PROMPT: Rewrite the rows with "support pole" replaced by "metal post" and everything else left as it is.

══════

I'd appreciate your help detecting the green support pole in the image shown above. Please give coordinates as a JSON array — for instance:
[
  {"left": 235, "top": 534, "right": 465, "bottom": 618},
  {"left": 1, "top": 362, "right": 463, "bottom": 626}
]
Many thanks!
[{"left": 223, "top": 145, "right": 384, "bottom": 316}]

══════

ANSWER FOR THE TASK:
I'd appreciate your help detecting the green metal post in the image shown above. Please give coordinates as a JSON array — for instance:
[
  {"left": 235, "top": 534, "right": 465, "bottom": 618},
  {"left": 1, "top": 362, "right": 463, "bottom": 626}
]
Many thanks!
[{"left": 223, "top": 145, "right": 384, "bottom": 316}]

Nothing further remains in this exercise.